* [REQUIREMENT]
Output the material exactly, line by line.

* [DATASET EXCERPTS]
════════════════════

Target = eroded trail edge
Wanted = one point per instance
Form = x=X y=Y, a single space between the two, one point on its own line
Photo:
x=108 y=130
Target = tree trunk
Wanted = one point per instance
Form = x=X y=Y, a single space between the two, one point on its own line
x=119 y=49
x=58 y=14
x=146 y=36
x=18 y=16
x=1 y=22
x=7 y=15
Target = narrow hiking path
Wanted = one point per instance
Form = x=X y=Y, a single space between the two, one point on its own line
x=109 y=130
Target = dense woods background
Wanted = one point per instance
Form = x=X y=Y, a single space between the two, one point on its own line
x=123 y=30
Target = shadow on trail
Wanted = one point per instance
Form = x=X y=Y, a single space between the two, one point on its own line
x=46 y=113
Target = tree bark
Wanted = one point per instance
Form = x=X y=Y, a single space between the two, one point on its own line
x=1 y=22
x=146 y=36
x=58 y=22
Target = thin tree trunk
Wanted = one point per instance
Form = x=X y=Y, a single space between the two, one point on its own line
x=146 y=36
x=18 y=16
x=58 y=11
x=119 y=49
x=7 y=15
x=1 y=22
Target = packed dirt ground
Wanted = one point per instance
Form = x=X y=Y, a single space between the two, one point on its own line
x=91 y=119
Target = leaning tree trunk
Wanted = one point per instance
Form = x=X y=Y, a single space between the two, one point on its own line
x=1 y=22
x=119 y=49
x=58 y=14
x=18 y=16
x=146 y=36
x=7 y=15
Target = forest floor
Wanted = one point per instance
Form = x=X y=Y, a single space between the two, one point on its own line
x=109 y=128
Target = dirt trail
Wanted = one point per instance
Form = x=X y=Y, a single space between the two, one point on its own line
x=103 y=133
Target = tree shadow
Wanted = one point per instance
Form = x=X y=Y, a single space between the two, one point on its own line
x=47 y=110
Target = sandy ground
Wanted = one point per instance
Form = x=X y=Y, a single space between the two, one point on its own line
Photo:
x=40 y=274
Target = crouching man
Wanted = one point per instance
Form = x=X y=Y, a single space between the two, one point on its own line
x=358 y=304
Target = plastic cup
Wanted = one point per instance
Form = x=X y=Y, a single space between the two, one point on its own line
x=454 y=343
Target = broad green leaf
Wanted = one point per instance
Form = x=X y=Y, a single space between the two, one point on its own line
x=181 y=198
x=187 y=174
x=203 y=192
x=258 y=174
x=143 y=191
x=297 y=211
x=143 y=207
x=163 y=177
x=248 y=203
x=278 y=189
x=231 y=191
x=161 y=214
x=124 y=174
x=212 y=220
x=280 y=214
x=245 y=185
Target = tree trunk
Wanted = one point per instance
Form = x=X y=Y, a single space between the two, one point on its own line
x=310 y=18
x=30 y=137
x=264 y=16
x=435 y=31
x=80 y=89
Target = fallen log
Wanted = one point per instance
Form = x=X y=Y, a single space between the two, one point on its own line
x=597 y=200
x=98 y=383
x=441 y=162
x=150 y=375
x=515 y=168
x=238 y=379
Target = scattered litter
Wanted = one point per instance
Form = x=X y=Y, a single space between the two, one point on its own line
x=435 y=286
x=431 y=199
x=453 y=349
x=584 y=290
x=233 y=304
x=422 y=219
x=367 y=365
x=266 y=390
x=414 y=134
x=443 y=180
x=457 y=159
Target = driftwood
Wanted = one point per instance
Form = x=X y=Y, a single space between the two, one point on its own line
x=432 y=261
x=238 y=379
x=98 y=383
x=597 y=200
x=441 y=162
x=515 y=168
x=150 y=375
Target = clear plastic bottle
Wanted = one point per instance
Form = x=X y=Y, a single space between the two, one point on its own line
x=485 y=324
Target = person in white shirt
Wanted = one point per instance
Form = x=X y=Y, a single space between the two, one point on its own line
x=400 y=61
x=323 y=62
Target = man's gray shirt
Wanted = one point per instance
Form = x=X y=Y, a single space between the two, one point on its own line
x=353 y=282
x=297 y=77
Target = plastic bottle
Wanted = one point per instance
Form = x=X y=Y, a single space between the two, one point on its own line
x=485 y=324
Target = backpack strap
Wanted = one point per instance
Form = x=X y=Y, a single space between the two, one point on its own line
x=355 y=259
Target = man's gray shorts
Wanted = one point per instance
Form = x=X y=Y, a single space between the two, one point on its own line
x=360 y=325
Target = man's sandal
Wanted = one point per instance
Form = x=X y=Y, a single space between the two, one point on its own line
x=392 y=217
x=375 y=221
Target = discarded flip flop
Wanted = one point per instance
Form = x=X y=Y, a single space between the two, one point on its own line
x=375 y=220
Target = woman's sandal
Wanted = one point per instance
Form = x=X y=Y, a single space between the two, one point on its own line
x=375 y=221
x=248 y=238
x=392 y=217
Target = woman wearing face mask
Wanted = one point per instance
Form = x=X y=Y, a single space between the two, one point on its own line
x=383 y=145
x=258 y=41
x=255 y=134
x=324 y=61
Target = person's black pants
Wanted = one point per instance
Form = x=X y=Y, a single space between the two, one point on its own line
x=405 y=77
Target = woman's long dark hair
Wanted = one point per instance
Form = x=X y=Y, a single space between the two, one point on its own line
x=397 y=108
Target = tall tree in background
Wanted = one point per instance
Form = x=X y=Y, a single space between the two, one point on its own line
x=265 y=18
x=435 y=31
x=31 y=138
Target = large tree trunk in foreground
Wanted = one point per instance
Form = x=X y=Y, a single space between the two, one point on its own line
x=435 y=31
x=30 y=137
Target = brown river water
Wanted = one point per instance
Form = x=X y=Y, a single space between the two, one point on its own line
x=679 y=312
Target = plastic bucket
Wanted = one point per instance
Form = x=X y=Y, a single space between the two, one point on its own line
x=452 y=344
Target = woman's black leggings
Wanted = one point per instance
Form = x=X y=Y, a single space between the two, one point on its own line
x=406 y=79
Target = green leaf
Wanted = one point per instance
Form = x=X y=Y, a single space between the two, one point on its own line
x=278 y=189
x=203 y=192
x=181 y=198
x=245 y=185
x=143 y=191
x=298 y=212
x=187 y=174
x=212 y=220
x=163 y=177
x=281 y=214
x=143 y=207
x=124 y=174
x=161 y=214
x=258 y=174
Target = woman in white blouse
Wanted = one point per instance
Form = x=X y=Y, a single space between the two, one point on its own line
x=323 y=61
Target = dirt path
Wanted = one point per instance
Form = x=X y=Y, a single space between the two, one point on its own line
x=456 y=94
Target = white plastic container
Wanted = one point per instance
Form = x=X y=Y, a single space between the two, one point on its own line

════════════════════

* [SOLUTION]
Target = eroded trail edge
Wanted = one point per instance
Form = x=X y=Y, a single space between the two, one point on its own line
Photo:
x=108 y=130
Target = tree trunk
Wanted = one point per instance
Form = x=X y=Y, a single space between the two, one point on its own line
x=119 y=49
x=58 y=14
x=146 y=36
x=18 y=16
x=1 y=22
x=7 y=15
Target = narrow hiking path
Wanted = one point per instance
Form = x=X y=Y, a single space between the two, one point on its own line
x=109 y=130
Target = dense woods background
Wanted = one point per instance
Form = x=X y=Y, a single space between the two, one point on its own line
x=123 y=30
Target = shadow on trail
Wanted = one point per instance
Form = x=X y=Y, a single space between the two, one point on its own line
x=46 y=113
Target = tree bark
Wanted = one point per instance
Form = x=X y=Y, a single space between the two, one point on its own line
x=1 y=22
x=146 y=36
x=58 y=22
Target = thin tree trunk
Wanted = one point per instance
Form = x=X y=Y, a single space between the two, one point on its own line
x=146 y=36
x=18 y=16
x=58 y=11
x=119 y=49
x=7 y=15
x=1 y=22
Target = packed dirt ground
Wanted = one point per instance
Form = x=X y=Y, a single space between the two, one point on its own line
x=91 y=119
Target = leaning tree trunk
Wanted = one point per instance
Form = x=X y=Y, a single space between the two, one point on its own line
x=1 y=22
x=119 y=49
x=58 y=14
x=18 y=16
x=146 y=36
x=7 y=15
Target = forest floor
Wanted = one point per instance
Form = x=X y=Y, a single space between the two, one point on its own line
x=109 y=128
Target = dirt trail
Wanted = one point per instance
Form = x=X y=Y, a single space between the two, one point on its own line
x=103 y=133
Target = tree shadow
Wanted = one point per instance
Form = x=X y=Y, a single space between the two, one point on its own line
x=47 y=110
Target = sandy ground
Wanted = one point per instance
Form = x=X y=Y, a single space between the two, one point on its own line
Photo:
x=40 y=274
Target = crouching man
Wanted = one point per instance
Form = x=X y=Y, a single space between the two, one point on its own line
x=358 y=304
Target = plastic cup
Wanted = one point per instance
Form = x=X y=Y, a single space between the two, one point on its own line
x=454 y=343
Target = broad green leaf
Wanted = one point per instance
Form = x=X y=Y, a single space between the two, one point on its own line
x=181 y=198
x=187 y=174
x=203 y=192
x=258 y=174
x=143 y=191
x=297 y=211
x=143 y=207
x=163 y=177
x=248 y=203
x=278 y=189
x=231 y=191
x=161 y=214
x=124 y=174
x=212 y=220
x=280 y=214
x=245 y=185
Target = tree trunk
Wanted = one point per instance
Form = x=X y=Y, a single space between the two, one point on its own line
x=310 y=18
x=30 y=137
x=264 y=16
x=435 y=31
x=80 y=89
Target = fallen log
Wanted = one point per instance
Form = x=X y=Y, a single space between the two, one point on its own line
x=597 y=200
x=98 y=383
x=441 y=162
x=150 y=375
x=515 y=168
x=238 y=379
Target = scattered litter
Wanted = one point per instance
Form = x=X y=Y, a single space between the two, one point on its own line
x=435 y=286
x=431 y=199
x=453 y=349
x=584 y=290
x=233 y=304
x=422 y=219
x=367 y=365
x=266 y=390
x=414 y=134
x=443 y=180
x=457 y=159
Target = driftwood
Wanted = one point per instance
Form = x=X y=Y, a single space between the two, one point on its own line
x=432 y=261
x=238 y=379
x=98 y=383
x=597 y=200
x=441 y=162
x=515 y=168
x=150 y=375
Target = clear plastic bottle
Wanted = one point per instance
Form = x=X y=Y, a single space between the two, one point on its own line
x=485 y=324
Target = person in white shirt
Wanted = one point per instance
Form = x=X y=Y, a single space between the two, one point on its own line
x=400 y=61
x=323 y=62
Target = man's gray shirt
Wanted = one point per instance
Form = x=X y=Y, a single space between the two, one point on its own line
x=353 y=282
x=297 y=77
Target = plastic bottle
Wanted = one point per instance
Form = x=X y=Y, a single space between the two, one point on its own line
x=485 y=324
Target = backpack strap
Wanted = one point per instance
Form = x=X y=Y, a single space between the two, one point on its own line
x=355 y=259
Target = man's gray shorts
Wanted = one point per instance
Form = x=X y=Y, a single space between the two, one point on its own line
x=360 y=325
Target = man's sandal
Wanted = one point per instance
Form = x=X y=Y, a single space between the two, one point on its own line
x=392 y=217
x=375 y=221
Target = discarded flip flop
Wanted = one point per instance
Form = x=X y=Y, a single space between the two, one point on its own line
x=375 y=220
Target = woman's sandal
Wanted = one point per instance
Form = x=X y=Y, a single space between the two, one point on its own line
x=375 y=221
x=248 y=238
x=392 y=217
Target = woman wearing face mask
Wanted = one point per instance
Form = x=X y=Y, a single space between the two, one point on its own line
x=383 y=145
x=258 y=41
x=255 y=134
x=324 y=61
Target = person's black pants
Wanted = one point per instance
Form = x=X y=Y, a single space between the two, one point on its own line
x=405 y=77
Target = woman's long dark hair
Wanted = one point per instance
Form = x=X y=Y, a single space between the two, one point on its own line
x=397 y=108
Target = tall tree in background
Wanted = one point per instance
Form = x=X y=Y, a single space between the two, one point on its own line
x=265 y=18
x=435 y=31
x=31 y=138
Target = large tree trunk in foreground
Wanted = one point per instance
Form = x=X y=Y, a single space between the two, one point on its own line
x=435 y=31
x=30 y=137
Target = brown river water
Wanted = one point per instance
Form = x=X y=Y, a single space between the two, one point on its own line
x=679 y=312
Target = plastic bucket
Wanted = one point per instance
Form = x=X y=Y, a single space between the two, one point on its own line
x=452 y=344
Target = woman's black leggings
Wanted = one point per instance
Form = x=X y=Y, a single space between the two, one point on its own line
x=406 y=79
Target = green leaf
Wanted = one point per instance
Form = x=X y=Y, a single space between the two, one point on its own line
x=278 y=189
x=203 y=192
x=181 y=198
x=245 y=185
x=143 y=191
x=298 y=212
x=187 y=174
x=212 y=220
x=163 y=177
x=281 y=214
x=143 y=207
x=124 y=174
x=161 y=214
x=258 y=174
Target = woman in white blouse
Wanted = one point per instance
Form = x=X y=Y, a single space between the two, one point on its own line
x=323 y=61
Target = dirt path
Wanted = one point per instance
Form = x=X y=Y, a single space between the two, one point on its own line
x=456 y=94
Target = white plastic container
Wanted = one point per instance
Form = x=X y=Y, a single space between the two, one point on its own line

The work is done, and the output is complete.